───── Teks Pilihan ─────
TIMESINDONESIA, SURABAYA – Hari Santri setiap 22 Oktober bukan sekadar momentum mengenang perjuangan masa lalu, tetapi juga ajakan untuk menafsirkan kembali makna kemerdekaan dalam konteks kekinian. Jika dahulu para kiai dan santri berjuang dengan senjata dan fatwa untuk mempertahankan kedaulatan bangsa, maka kini mereka dihadapkan pada medan jihad baru, kemerdekaan ekonomi umat.
Dalam era globalisasi dan disrupsi teknologi, ketergantungan ekonomi dapat menjadi bentuk penjajahan baru yang tidak kasat mata. Kuasa kapital global, dominasi produk asing, dan budaya konsumtif telah menciptakan ketimpangan baru di tengah masyarakat Muslim. Karena itu, kemerdekaan sejati tidak cukup hanya di bidang politik. Ia menuntut kemandirian di bidang ekonomi.
Di sinilah pesantren memainkan peran strategis. Tradisi keilmuannya yang kokoh, moralitasnya yang tinggi, dan jejaring sosialnya yang luas menjadikannya kekuatan sosial yang unik dalam membangun fondasi ekonomi umat.
Pesantren tidak sekadar tempat menuntut ilmu agama, tetapi juga laboratorium sosial tempat santri belajar tentang kemandirian, keikhlasan, dan kerja kolektif. Nilai-nilai inilah yang menjadi modal spiritual untuk membangun ekonomi umat yang berkeadilan dan berkelanjutan.
Pesantren masa kini tidak hanya menjadi pusat tafaqquh fiddin (pendalaman agama), tetapi juga berkembang menjadi pusat tafaqquh fitijarah atau tafaqquh fil iqtishodiyah (pemahaman ekonomi dan perniagaan yang berlandaskan nilai Islam).
Kiai bukan hanya guru spiritual, tetapi juga pembimbing ekonomi; sementara santri menjadi generasi baru pelaku usaha yang beretika dan berdaya saing. Dengan demikian, pesantren tidak lagi berada di pinggiran arus ekonomi nasional, melainkan menjadi aktor utama dalam pemberdayaan ekonomi berbasis nilai-nilai Islam.
Dari Jihad Kemerdekaan ke Jihad Kemandirian
Semangat jihad yang dahulu menegakkan kemerdekaan politik kini bertransformasi menjadi jihad kemandirian ekonomi. Di berbagai daerah, geliat pesantren entrepreneurship semakin nyata dan menjadi bukti bahwa ekonomi dapat tumbuh tanpa meninggalkan nilai-nilai spiritual.
Di Jawa Timur, misalnya, Pesantren Sidogiri dengan produk Air Santri dan jaringan ritel Toko Basmalah berhasil membangun model bisnis berbasis keumatan yang memberdayakan ribuan alumni dan masyarakat sekitar.
─────
Ketentuan Tugas:
• 1. Ubah "pusat" menjadi "sentra" pada bagian teks tentang pesantren dan ekonomi umat di antara "Pesantren masa kini" dan "berlandaskan nilai Islam).", keduanya termasuk, lalu tuliskan kembali bagian itu.
• 2. Cari setiap baris dalam catatan yang memuat kata "track", lalu salin baris-baris tersebut.
───── Cuplikan Catatan ─────
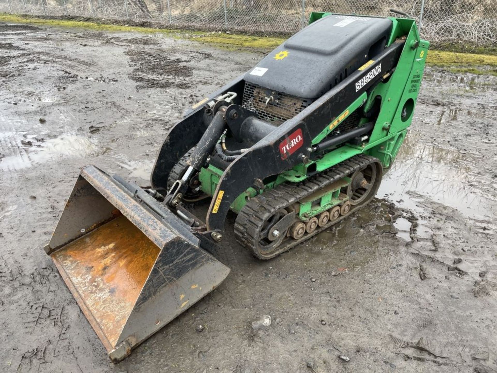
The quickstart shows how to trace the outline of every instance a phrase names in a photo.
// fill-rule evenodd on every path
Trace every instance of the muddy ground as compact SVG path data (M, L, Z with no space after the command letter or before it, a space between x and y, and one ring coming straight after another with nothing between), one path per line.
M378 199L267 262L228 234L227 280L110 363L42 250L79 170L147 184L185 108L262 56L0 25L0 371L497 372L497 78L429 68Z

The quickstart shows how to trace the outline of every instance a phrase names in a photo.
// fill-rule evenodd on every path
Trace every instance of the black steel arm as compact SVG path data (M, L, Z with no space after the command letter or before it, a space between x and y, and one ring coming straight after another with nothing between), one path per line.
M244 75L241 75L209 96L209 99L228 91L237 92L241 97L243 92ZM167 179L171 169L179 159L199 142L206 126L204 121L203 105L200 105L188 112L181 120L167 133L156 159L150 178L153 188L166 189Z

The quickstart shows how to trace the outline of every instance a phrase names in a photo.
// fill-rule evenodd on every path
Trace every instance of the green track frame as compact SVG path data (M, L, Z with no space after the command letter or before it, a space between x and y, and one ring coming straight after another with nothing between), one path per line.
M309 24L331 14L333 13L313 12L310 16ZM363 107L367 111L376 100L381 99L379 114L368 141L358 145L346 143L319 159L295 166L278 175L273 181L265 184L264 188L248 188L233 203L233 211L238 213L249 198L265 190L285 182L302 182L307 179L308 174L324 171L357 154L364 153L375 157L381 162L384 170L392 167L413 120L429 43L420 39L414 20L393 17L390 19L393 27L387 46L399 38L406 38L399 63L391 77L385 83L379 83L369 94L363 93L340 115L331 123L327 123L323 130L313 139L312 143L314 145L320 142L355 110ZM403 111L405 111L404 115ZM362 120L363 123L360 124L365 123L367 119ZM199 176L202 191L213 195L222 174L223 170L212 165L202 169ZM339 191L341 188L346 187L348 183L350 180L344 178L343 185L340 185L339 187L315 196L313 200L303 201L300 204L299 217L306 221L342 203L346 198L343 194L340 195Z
─────
───── Cuplikan Catatan ─────
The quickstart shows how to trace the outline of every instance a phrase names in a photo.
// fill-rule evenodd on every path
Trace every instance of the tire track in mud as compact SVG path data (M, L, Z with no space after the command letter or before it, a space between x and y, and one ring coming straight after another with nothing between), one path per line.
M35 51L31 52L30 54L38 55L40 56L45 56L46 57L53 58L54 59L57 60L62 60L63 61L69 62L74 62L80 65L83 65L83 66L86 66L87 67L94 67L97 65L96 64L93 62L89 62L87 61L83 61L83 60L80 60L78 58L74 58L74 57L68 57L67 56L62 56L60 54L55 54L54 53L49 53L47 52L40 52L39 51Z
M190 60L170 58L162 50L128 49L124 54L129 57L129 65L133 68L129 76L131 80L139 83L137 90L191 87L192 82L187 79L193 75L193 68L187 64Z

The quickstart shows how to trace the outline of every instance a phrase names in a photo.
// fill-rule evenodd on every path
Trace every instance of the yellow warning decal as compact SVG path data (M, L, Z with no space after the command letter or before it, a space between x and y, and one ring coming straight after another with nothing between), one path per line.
─────
Hasil Tiap Tugas:
• 1.
Pesantren masa kini tidak hanya menjadi sentra tafaqquh fiddin (pendalaman agama), tetapi juga berkembang menjadi sentra tafaqquh fitijarah atau tafaqquh fil iqtishodiyah (pemahaman ekonomi dan perniagaan yang berlandaskan nilai Islam).

• 2.
Trace every instance of the green track frame as compact SVG path data (M, L, Z with no space after the command letter or before it, a space between x and y, and one ring coming straight after another with nothing between), one path per line.
Trace every instance of the tire track in mud as compact SVG path data (M, L, Z with no space after the command letter or before it, a space between x and y, and one ring coming straight after another with nothing between), one path per line.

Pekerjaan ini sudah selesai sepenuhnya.